Revise the rows from the start through the line containing "column 173, row 259" by replacing "Target" with "Label" and keeping everything else the same. Leave out the pictures.

Given data
----------------

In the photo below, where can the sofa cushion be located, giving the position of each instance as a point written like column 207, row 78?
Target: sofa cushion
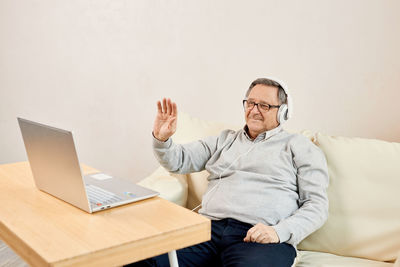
column 319, row 259
column 172, row 187
column 364, row 199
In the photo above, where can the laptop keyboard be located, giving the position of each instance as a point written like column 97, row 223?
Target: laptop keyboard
column 99, row 197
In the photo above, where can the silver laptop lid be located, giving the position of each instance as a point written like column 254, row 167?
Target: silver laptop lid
column 54, row 162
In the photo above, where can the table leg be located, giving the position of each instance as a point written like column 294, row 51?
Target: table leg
column 173, row 259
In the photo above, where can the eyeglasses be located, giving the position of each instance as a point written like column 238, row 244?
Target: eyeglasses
column 261, row 106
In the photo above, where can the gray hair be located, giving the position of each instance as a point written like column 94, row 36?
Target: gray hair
column 281, row 92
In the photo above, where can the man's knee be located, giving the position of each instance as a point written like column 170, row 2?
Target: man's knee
column 265, row 255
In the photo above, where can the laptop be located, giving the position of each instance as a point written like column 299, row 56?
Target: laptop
column 56, row 170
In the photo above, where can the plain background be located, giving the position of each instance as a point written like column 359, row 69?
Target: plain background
column 98, row 67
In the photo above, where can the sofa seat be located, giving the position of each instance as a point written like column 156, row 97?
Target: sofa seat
column 320, row 259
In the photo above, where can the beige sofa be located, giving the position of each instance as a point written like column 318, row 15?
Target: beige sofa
column 363, row 228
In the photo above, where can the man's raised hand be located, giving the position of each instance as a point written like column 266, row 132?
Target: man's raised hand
column 166, row 119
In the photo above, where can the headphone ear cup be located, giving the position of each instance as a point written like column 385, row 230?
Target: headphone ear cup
column 282, row 114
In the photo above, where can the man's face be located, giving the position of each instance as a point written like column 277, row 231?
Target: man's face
column 260, row 121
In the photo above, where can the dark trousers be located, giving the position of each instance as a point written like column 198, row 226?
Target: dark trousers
column 227, row 248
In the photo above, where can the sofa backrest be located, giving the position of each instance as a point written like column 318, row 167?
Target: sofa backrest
column 364, row 199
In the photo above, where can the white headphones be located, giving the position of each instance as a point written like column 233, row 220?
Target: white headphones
column 285, row 110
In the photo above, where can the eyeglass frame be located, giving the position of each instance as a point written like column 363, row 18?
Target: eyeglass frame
column 259, row 105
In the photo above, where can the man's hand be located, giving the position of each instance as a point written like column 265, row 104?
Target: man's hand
column 261, row 233
column 166, row 119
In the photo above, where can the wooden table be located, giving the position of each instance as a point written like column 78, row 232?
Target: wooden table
column 46, row 231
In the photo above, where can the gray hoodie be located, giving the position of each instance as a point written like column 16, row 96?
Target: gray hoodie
column 278, row 179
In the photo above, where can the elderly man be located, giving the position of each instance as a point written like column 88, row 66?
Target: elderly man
column 267, row 187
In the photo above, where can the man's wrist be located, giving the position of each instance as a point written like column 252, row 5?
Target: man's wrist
column 159, row 138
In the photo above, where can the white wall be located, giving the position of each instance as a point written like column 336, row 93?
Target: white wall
column 98, row 68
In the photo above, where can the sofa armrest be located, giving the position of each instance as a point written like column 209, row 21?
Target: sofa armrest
column 172, row 187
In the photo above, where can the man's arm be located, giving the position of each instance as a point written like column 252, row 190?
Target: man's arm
column 312, row 181
column 186, row 158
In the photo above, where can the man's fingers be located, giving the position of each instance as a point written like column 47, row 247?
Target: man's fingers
column 174, row 109
column 169, row 108
column 159, row 108
column 164, row 107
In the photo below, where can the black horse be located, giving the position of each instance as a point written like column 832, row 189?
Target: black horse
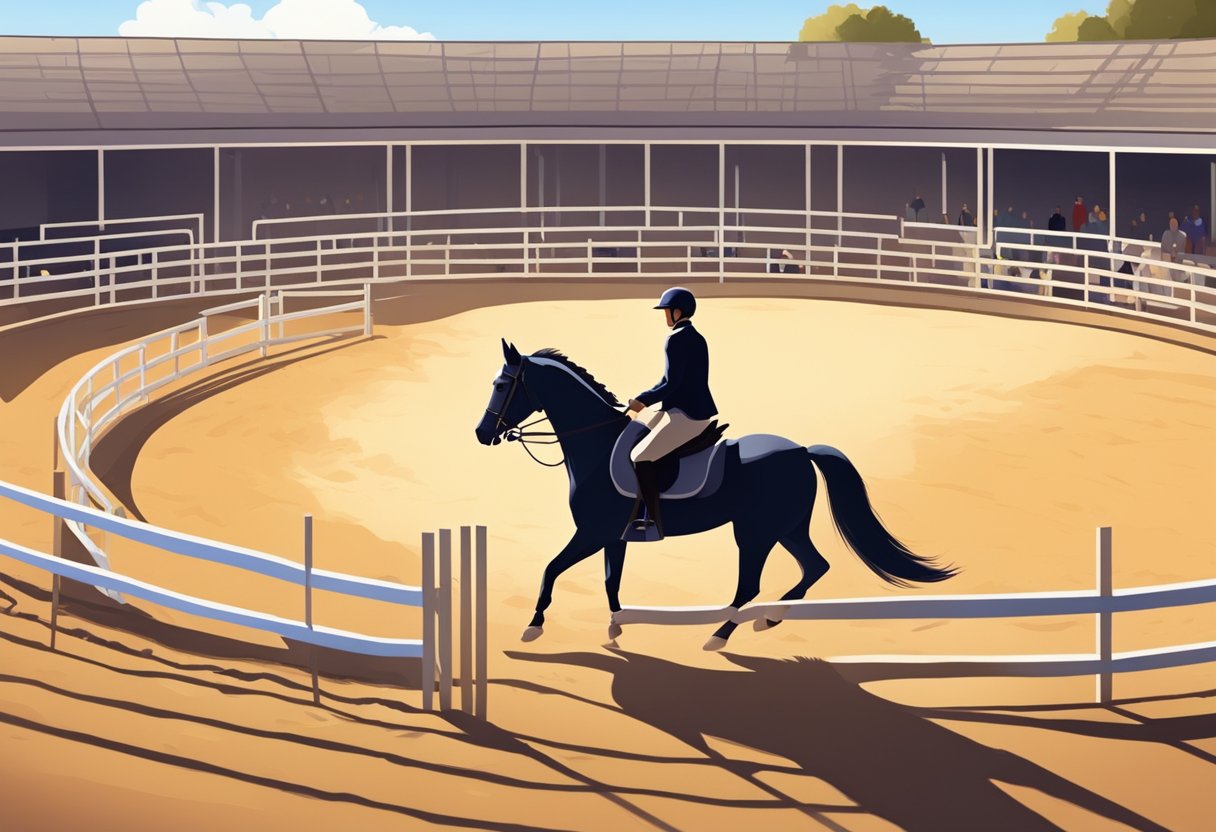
column 767, row 490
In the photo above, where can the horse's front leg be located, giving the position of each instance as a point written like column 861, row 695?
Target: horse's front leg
column 614, row 562
column 580, row 547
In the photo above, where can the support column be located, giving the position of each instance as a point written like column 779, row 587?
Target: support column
column 646, row 178
column 215, row 194
column 839, row 191
column 101, row 189
column 721, row 213
column 603, row 180
column 945, row 208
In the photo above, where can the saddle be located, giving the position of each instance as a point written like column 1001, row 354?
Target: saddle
column 694, row 468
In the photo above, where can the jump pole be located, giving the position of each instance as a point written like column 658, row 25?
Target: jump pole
column 466, row 619
column 57, row 489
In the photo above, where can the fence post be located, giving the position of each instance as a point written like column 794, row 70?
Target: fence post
column 482, row 629
column 57, row 490
column 308, row 603
column 466, row 619
column 367, row 310
column 445, row 619
column 263, row 322
column 428, row 619
column 1105, row 590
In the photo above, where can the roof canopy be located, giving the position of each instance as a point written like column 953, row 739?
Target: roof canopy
column 50, row 84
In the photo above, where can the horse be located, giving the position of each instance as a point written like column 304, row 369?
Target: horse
column 766, row 494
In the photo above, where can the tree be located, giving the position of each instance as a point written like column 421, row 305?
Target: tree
column 1067, row 27
column 879, row 26
column 1096, row 28
column 854, row 23
column 823, row 27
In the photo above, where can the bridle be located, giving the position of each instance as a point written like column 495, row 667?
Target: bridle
column 519, row 434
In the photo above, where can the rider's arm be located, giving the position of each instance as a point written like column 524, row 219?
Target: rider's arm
column 673, row 375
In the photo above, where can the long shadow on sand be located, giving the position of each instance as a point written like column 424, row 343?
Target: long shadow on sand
column 890, row 759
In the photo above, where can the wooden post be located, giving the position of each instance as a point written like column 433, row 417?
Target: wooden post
column 308, row 603
column 445, row 619
column 482, row 629
column 428, row 619
column 466, row 619
column 57, row 490
column 1105, row 590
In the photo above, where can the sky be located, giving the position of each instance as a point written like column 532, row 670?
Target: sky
column 941, row 21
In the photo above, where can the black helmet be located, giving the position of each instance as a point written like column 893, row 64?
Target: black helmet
column 679, row 298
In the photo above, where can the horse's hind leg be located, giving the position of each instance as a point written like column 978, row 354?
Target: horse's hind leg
column 752, row 558
column 614, row 562
column 798, row 543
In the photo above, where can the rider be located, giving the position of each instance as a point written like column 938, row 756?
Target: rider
column 684, row 391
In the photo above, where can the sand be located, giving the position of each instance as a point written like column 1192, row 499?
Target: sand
column 996, row 444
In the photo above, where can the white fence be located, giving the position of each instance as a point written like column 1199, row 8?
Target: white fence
column 861, row 248
column 1102, row 602
column 635, row 240
column 433, row 597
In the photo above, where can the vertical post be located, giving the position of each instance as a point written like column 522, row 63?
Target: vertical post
column 101, row 189
column 646, row 181
column 263, row 322
column 1105, row 590
column 466, row 619
column 428, row 620
column 806, row 172
column 215, row 196
column 409, row 211
column 482, row 628
column 308, row 603
column 57, row 490
column 839, row 191
column 721, row 213
column 603, row 180
column 367, row 310
column 945, row 209
column 445, row 619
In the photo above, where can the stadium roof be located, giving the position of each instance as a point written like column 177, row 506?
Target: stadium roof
column 110, row 84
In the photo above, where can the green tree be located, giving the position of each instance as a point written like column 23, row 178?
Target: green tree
column 1067, row 26
column 1158, row 20
column 1096, row 28
column 880, row 24
column 823, row 27
column 854, row 23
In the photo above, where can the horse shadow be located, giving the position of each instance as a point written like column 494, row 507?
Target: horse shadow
column 891, row 760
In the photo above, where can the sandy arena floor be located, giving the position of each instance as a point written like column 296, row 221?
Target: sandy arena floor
column 997, row 444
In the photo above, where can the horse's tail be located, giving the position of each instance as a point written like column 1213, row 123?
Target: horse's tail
column 862, row 530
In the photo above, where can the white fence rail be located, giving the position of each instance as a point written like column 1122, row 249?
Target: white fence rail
column 435, row 599
column 1102, row 602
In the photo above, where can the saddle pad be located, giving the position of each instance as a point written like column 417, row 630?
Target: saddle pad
column 699, row 474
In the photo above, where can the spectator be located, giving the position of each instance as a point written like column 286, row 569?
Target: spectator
column 1174, row 240
column 1057, row 221
column 1077, row 214
column 1198, row 232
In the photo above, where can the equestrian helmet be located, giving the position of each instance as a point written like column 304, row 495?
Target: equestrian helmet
column 679, row 298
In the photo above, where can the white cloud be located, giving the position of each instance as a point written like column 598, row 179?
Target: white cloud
column 296, row 20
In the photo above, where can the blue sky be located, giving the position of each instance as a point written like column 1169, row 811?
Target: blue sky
column 943, row 21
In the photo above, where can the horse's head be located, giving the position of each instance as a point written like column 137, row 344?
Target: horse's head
column 510, row 402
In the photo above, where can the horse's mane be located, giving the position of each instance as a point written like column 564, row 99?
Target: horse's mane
column 555, row 354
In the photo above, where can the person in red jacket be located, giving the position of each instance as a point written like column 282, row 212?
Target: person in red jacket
column 1079, row 214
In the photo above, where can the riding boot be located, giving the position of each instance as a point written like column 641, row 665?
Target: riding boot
column 648, row 493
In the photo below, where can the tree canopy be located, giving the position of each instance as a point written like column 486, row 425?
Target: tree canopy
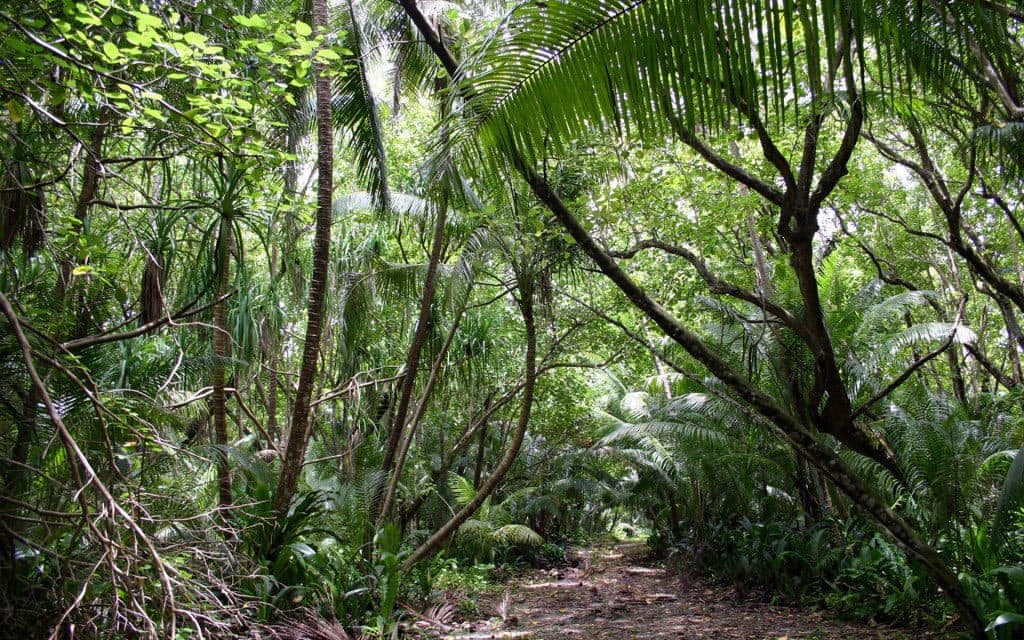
column 302, row 301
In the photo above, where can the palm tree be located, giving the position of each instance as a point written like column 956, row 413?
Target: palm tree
column 299, row 429
column 561, row 67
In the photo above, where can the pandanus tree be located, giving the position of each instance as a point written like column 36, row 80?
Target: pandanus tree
column 686, row 71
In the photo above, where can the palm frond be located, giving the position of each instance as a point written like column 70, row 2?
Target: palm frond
column 354, row 107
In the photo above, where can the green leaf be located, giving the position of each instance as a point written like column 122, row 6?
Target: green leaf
column 112, row 51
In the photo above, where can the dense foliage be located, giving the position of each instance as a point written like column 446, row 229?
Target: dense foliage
column 311, row 308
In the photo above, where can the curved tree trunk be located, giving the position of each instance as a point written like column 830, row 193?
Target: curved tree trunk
column 450, row 527
column 803, row 440
column 300, row 425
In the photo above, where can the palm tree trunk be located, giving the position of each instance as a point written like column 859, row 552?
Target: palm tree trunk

----------------

Expected answer
In the photo below, where can the sofa cushion be located, giving the position of each instance as a point written like column 207, row 78?
Label: sofa cushion
column 319, row 259
column 172, row 187
column 364, row 199
In the photo above, where can the laptop keyboard be located, giving the position of each instance as a point written like column 97, row 223?
Label: laptop keyboard
column 99, row 197
In the photo above, where can the silver laptop lid be located, giving the position of each instance as a point written like column 254, row 167?
Label: silver laptop lid
column 54, row 162
In the photo above, where can the table leg be located, giving the position of each instance as a point written like column 294, row 51?
Label: table leg
column 173, row 259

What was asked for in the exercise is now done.